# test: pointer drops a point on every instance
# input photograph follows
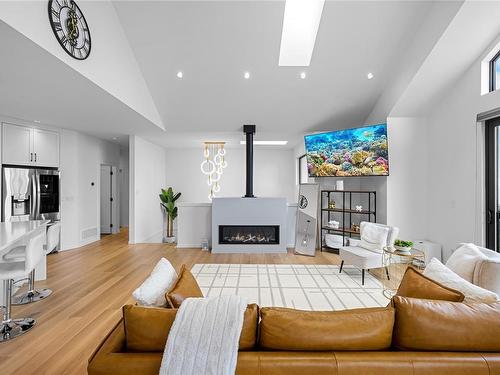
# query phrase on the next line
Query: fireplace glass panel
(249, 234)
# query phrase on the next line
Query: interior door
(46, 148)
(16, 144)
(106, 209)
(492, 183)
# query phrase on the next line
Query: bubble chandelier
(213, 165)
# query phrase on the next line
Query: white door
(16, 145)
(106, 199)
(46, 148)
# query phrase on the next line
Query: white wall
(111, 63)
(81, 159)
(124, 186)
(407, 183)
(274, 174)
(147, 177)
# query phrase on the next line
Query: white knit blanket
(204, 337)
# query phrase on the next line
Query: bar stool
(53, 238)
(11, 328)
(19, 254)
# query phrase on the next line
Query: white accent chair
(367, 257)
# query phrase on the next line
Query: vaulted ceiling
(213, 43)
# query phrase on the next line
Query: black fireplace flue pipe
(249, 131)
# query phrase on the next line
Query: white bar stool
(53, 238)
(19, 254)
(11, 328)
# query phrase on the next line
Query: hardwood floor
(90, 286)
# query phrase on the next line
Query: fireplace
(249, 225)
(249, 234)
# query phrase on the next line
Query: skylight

==*==

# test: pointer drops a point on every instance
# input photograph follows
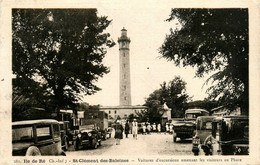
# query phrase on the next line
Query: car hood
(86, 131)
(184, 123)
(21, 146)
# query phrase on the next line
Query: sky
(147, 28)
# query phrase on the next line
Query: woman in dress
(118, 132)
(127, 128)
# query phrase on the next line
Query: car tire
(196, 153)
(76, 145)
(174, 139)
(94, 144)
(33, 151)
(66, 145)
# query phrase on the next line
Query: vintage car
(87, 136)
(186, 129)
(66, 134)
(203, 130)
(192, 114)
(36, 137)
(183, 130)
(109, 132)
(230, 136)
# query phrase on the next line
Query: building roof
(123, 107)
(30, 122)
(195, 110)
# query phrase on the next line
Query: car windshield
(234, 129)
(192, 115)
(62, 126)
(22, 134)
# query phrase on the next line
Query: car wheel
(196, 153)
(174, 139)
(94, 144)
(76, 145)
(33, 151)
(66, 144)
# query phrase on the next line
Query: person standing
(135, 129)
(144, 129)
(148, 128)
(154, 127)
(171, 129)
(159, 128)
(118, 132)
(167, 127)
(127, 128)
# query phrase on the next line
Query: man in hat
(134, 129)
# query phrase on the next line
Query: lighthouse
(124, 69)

==*==

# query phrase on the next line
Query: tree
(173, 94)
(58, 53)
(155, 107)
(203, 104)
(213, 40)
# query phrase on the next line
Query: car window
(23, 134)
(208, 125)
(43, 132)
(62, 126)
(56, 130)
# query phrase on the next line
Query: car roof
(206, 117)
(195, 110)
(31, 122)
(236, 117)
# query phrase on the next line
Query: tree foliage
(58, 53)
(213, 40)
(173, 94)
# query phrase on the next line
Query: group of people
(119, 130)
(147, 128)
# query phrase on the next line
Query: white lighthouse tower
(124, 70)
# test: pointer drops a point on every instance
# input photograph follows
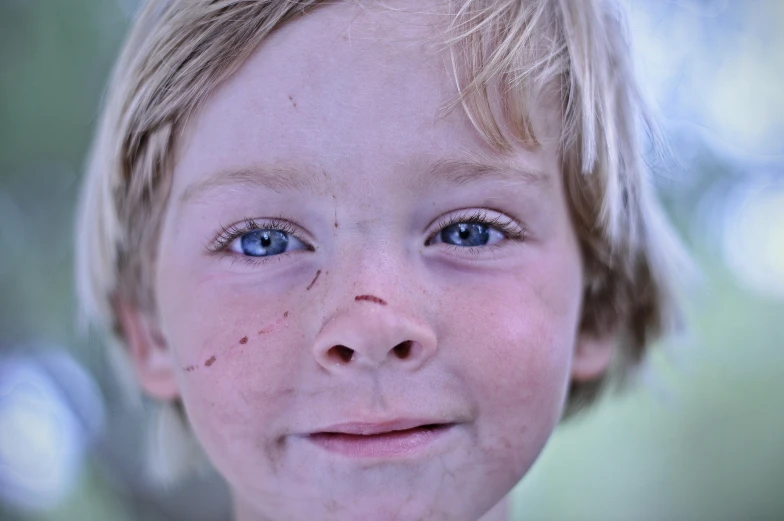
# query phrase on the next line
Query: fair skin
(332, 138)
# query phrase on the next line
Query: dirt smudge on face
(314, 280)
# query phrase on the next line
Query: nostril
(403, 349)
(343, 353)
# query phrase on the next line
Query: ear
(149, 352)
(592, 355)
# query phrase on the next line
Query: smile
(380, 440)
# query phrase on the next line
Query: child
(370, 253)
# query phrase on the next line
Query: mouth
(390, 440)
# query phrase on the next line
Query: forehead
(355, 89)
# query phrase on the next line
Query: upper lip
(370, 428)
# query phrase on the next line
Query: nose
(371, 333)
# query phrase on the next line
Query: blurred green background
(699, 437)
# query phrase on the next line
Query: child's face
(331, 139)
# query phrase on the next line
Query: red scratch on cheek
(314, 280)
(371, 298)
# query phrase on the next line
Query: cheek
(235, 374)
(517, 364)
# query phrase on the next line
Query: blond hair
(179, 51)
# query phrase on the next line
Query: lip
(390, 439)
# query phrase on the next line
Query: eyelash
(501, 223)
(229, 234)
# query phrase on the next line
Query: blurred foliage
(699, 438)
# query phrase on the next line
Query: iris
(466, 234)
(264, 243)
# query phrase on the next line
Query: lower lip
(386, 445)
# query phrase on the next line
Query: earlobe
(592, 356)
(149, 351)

==*==

Write down again, exactly as given, only the lines above that fall from the line with "Query: white accent chair" to the line with "Query: skylight", inclusive.

> _RESPONSE TO THIS TASK_
Query: white accent chair
(367, 257)
# query phrase on the next line
Query: vaulted ceiling
(213, 43)
# query phrase on the next line
Query: black fireplace flue pipe
(249, 131)
# query phrase on the next line
Query: white bar stool
(53, 238)
(19, 254)
(11, 328)
# query phrase on the next line
Query: hardwood floor
(90, 286)
# query phrase on the next line
Query: fireplace
(249, 225)
(249, 234)
# query phrase on the next line
Query: skylight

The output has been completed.